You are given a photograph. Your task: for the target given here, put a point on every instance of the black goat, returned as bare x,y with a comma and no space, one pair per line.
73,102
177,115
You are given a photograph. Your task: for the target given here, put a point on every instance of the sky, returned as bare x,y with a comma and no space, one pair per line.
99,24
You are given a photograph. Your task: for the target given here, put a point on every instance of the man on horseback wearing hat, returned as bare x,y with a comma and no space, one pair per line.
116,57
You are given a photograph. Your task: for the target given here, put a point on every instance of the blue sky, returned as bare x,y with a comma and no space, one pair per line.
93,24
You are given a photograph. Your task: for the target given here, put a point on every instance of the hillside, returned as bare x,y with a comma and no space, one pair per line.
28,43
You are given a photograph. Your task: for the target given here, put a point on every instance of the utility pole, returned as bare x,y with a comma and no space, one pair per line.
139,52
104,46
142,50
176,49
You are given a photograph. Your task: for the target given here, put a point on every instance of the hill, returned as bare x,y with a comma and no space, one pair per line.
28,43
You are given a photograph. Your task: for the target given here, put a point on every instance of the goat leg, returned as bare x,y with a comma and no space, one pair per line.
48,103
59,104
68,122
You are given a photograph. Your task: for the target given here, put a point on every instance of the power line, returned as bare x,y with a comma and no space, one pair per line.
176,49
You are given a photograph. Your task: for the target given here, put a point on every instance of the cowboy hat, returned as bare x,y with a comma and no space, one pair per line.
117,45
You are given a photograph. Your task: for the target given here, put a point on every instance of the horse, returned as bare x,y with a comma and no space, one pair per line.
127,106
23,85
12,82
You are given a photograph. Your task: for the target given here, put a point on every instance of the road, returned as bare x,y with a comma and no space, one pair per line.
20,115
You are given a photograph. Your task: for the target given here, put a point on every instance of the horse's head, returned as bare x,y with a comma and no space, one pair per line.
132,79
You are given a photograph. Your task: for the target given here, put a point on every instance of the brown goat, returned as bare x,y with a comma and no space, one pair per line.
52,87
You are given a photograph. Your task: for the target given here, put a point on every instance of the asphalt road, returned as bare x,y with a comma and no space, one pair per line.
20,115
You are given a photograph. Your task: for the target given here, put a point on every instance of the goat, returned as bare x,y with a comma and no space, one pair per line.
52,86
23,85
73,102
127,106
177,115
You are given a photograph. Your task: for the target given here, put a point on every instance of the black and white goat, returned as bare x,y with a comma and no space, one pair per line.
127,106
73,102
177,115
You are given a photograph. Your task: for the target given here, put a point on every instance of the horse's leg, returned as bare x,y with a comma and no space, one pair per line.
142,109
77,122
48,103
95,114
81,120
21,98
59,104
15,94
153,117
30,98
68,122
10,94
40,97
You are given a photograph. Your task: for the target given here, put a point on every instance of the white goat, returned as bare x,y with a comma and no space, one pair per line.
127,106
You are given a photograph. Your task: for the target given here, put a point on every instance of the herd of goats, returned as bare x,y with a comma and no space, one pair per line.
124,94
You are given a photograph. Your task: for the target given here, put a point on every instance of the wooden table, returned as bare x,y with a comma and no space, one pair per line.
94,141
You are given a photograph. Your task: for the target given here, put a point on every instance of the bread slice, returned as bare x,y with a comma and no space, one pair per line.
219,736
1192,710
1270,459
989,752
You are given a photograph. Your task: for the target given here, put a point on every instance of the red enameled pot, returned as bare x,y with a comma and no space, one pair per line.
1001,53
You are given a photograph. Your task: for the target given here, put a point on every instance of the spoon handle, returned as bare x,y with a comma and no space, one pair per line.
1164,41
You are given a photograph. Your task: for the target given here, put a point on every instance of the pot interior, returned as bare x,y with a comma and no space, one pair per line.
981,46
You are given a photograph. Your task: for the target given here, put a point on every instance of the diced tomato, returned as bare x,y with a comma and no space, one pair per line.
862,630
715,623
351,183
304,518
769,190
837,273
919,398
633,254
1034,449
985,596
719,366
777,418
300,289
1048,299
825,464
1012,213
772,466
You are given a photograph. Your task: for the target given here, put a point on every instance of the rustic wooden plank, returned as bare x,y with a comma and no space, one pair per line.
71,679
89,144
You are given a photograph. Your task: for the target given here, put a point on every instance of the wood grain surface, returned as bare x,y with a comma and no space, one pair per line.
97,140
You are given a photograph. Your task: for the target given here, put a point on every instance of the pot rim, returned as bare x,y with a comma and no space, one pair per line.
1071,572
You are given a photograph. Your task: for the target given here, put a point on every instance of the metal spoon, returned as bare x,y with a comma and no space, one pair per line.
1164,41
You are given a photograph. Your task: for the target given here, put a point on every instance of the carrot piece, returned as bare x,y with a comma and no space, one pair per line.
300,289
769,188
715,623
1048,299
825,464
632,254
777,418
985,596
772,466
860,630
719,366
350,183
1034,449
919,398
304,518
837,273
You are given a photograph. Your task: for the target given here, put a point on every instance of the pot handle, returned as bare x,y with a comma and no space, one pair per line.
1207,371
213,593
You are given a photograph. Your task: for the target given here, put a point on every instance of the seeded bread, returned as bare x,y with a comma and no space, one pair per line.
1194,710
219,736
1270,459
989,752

___

Task to carry out:
Set down the material above again, word for word.

Answer to the problem:
You are given a photograph. Your task: for the target given here, put a point on every instance of the black goat, returned as bare x,y with a comma and no space, one pair per line.
73,102
177,115
You are given a photograph. Your task: for the target given here, put a point on every instance of the sky, returned as bare x,y with a comma and no space, one pair per line.
99,24
You are given a photograph. Your task: for the target given here, put a point on every instance of the man on horseback wearing hat, returned as bare x,y with a comma and no space, one pair per line.
116,57
You are given a photograph. Your task: for the target given here, put a point on every instance of the blue sky, returned as bare x,y with a comma and no space, one pair per line.
93,24
You are given a photograph. Your task: for the target given here, put a point on every instance of the hillside, returned as bare x,y with a comma and no space, one pair per line.
28,43
You are given a photograph. Your task: for the target given here, put a point on every instance of the utility pole, returned as bare x,y with a comma and no space, one pair per line.
139,52
104,46
142,50
176,49
You are given a photograph. Your task: for the target given here, put a point on every instance of the hill, returned as bare x,y with a comma and no space, one pair per line.
28,43
You are given a photograph. Your task: for the target given here, put a point on every instance of the goat leg, returned as bare x,y with a comma and no space, one pair per line.
48,103
59,104
68,122
You are given a photograph. Your task: for the target given here, put a point on every instance of the power line, returned as bare x,y with a comma and no space, one pair per line.
176,49
You are given a photograph. Your task: for the target given here, put a point on every instance of the cowboy hat, returned as bare x,y with a comma and no space, one pair per line.
117,45
You are given a photograph. Your task: for the target given here, put a point on every instance of the horse, returned as bare x,y with a comma and no space, one pair per line.
127,106
23,85
12,82
You are given a photograph. Your task: for the target given here, put a point on every instance of the road, returned as bare x,y with a comma and no space, one pair per line.
20,115
You are given a photograph. Your task: for the target given here, put a point on every instance of the horse's head, returned as bare x,y with a comma and no space, one pair per line.
132,79
You are given a photograph. Your task: for the target given here, put a point on every instance of the brown goat, returned as bare x,y with a comma and no space, one pair per line.
52,87
You are given a photograph. Your task: for the target given here, put a point on every instance of the asphalt road, returned as bare x,y with a comma and no space, one pair per line.
20,115
You are given a photograph. Your task: for the target given here, put a point on every instance of the goat, returned as bare x,y with a comma and no space, one pair per line.
52,86
23,85
73,102
127,106
177,115
You are given a photograph. Your task: for the target given here, put a point on every instance of the black and white goat, returned as bare x,y with a comma and no space, one pair per line.
127,106
73,102
177,115
You are given a photograph. Your task: for the target given here, put a point on every instance of the horse's leg, returned as bare x,y with a comma and no space, one pair per line.
142,109
77,122
48,103
95,114
81,120
21,98
59,104
15,94
153,117
30,98
68,122
10,94
40,97
You are given a photograph. Your task: for the target given here, put a point on every instance of the white goat, returned as bare x,y with a comma and no space, one pair per line.
127,106
You are given a photograph. Your task: for the target given here, put a point on every instance of the herd of goats, returned as bare x,y with a comma and no space, one pair per line.
124,94
You are given a photograph. Your task: for the target given here, put a point on every instance of the wooden table, returned as bare x,y with a comma and no space, one pair per line.
94,141
You are given a photograph. Your task: for the target given here, put a point on every instance of the bread slice, returned as bare x,y with a comma and no space, one pair per line.
219,736
1192,710
1270,459
989,752
You are given a photograph. Your task: for the target given here, put a point on every instance of the red enameled pot, returned as bare x,y with a comma and no space, one pair per line.
1001,53
You are given a photograph. Your task: for the target given here, put a point on every instance of the spoon handle, returned as bare x,y with a comma and no space, one pair per line.
1164,41
You are given a photograph. Your task: for the target given here, put a point on every instance of the pot interior, returned as bare x,y with a comma and no space, one pair per line.
981,46
You are given a photograph. Your task: for the target given here, put a point on every instance of the diced tomato, returned as bare x,y with a comma and no space, one pair per line.
862,630
715,623
351,183
304,518
769,190
837,273
919,398
633,254
1034,449
985,596
719,366
777,418
300,289
1048,299
825,464
1012,213
772,466
You are given a photograph. Your task: for the target given here, put a point on every instance of the rustic wooden plank, returned as bare x,y with a comma and no space, one pair per line.
71,679
89,144
You are given a photograph. Your task: for the target given here, put a point on every instance of the wood grain surface, returned as bare x,y with a comma and no space, one pair per line.
97,140
You are given a photograph. Your task: for the target given here, put a point on every instance of the pot rim, returned as bare x,y with a comma and no space, one pair per line.
1071,572
You are given a photograph. Your task: for the target given here, put a point on every instance of the metal spoon, returned as bare x,y with a comma and no space, one pair per line.
1164,41
You are given a photograph. Your task: for the target given here, put a point on every instance of the carrot piece, returned as bare x,y with a comma and no space, one pair per line.
300,289
769,188
715,623
1048,299
825,464
632,254
777,418
985,596
772,466
860,630
719,366
350,183
1034,449
919,398
304,518
837,273
You are given a photograph. Your task: for the target given here, put a point on every instance of the pot handle, returned as bare x,y with a comma and no space, one pair per line.
1207,371
213,593
You are given a photograph. Your task: for the target given here, put a point on every instance of the seeded bread, returned as bare x,y with a comma and no space, one pair per line.
1194,710
219,736
1270,459
989,752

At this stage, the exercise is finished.